(Input material Opens)

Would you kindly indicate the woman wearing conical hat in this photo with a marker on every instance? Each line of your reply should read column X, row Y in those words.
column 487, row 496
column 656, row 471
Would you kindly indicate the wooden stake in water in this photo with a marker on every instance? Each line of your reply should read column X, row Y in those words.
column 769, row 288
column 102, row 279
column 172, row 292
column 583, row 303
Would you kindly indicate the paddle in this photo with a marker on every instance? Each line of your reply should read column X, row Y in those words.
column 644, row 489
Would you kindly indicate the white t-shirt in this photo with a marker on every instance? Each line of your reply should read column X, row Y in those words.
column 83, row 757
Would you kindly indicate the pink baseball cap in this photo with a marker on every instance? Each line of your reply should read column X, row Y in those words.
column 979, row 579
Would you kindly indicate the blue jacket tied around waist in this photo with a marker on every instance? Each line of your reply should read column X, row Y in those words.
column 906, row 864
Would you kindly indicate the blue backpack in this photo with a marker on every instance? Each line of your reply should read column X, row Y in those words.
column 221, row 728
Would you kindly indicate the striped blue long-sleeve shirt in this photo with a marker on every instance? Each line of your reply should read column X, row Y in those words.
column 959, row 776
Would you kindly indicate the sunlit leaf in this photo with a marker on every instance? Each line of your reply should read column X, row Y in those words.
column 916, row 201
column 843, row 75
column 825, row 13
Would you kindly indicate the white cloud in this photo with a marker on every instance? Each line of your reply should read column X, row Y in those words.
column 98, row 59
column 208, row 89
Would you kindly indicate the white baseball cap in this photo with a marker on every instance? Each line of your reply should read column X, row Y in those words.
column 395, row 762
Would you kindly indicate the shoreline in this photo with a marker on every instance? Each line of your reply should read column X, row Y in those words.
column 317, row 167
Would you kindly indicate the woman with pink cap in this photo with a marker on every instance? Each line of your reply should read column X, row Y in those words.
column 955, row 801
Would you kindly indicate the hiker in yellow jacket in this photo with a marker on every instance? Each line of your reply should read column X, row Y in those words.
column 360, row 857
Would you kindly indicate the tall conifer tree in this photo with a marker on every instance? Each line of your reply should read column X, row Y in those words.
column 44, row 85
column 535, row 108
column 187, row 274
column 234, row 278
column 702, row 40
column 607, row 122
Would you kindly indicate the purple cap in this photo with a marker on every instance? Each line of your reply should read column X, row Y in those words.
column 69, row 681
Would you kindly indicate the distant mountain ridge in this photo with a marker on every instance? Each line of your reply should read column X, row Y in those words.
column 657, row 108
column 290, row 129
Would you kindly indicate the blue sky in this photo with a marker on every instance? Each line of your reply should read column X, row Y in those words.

(Input material Closes)

= What to work on =
In full and without alteration, copy the entries.

= Answer area =
Would you kindly indicate the woman wearing conical hat in this photo with a marker on every instance? Each line of your reply should read column X, row Y in those words.
column 487, row 496
column 656, row 471
Would you kindly indicate the wooden stake in water in this photo with a marker on every instance? Each line of your reply should read column X, row Y in those words.
column 769, row 288
column 102, row 279
column 172, row 292
column 583, row 303
Would you kindly indicate the paddle in this photo with a marker on every instance? Each line of your reply should read column X, row Y in those words.
column 644, row 489
Would you kindly indicate the white t-shirt in this photo with a marker on every instance? Each line of your reply should read column X, row Y in those words.
column 83, row 757
Would you kindly indicate the pink baseball cap in this photo with a marker on every instance? Each line of your reply should read column X, row Y in those words.
column 979, row 579
Would you kindly indicate the blue jacket tied around waist in this photo with a marker on every instance? Each line of your reply should read column X, row Y in those words.
column 906, row 864
Would you kindly indicate the blue backpack in this photo with a marker on every instance? Each line of your reply should read column X, row Y in those words.
column 221, row 728
Would you kindly indicate the striped blue long-sleeve shirt in this photo with a marker on every instance? Each line of your reply should read column X, row Y in those words.
column 959, row 776
Would you kindly indicate the sunlit leaf in this photo with a marker on every instance? Each line of your reply should read column X, row Y in those words.
column 916, row 201
column 843, row 75
column 825, row 13
Would you kindly indicate the white cloud in this photo with a marker on every instance? Each line of your reply should read column X, row Y in those words.
column 98, row 59
column 208, row 89
Would you kindly indicate the white baseball cap in this photo with a marker on every instance? Each line of your reply should read column X, row Y in those words.
column 395, row 762
Would you kindly indicate the shoreline in this photo with a marker on every instance? Each line of your reply should read column X, row Y in those words.
column 317, row 167
Would you kindly indicate the woman with pink cap in this photo with a marker on every instance? Each line of your reply should read column X, row Y in those words.
column 955, row 801
Would you kindly indicate the hiker in yellow jacket in this photo with a marker on every instance? Each line of your reply should read column X, row Y in those words.
column 360, row 857
Would you kindly indicate the tall conifer tree in this photo with a marker on every instance? Each line of your reply should read column X, row Y in those words.
column 44, row 85
column 535, row 108
column 187, row 274
column 234, row 278
column 702, row 40
column 607, row 122
Would you kindly indicate the purple cap in this photo with a marker on every instance? Each line of your reply should read column X, row Y in those words.
column 69, row 681
Would you kindly indicate the distant mountain ridge in this photo with a marker on every instance? Each line of your reply should read column X, row Y in those words.
column 657, row 108
column 290, row 129
Would you kindly indicate the blue sky in this photo with a marker on every instance? Each line of your reply should read column X, row Y in those words.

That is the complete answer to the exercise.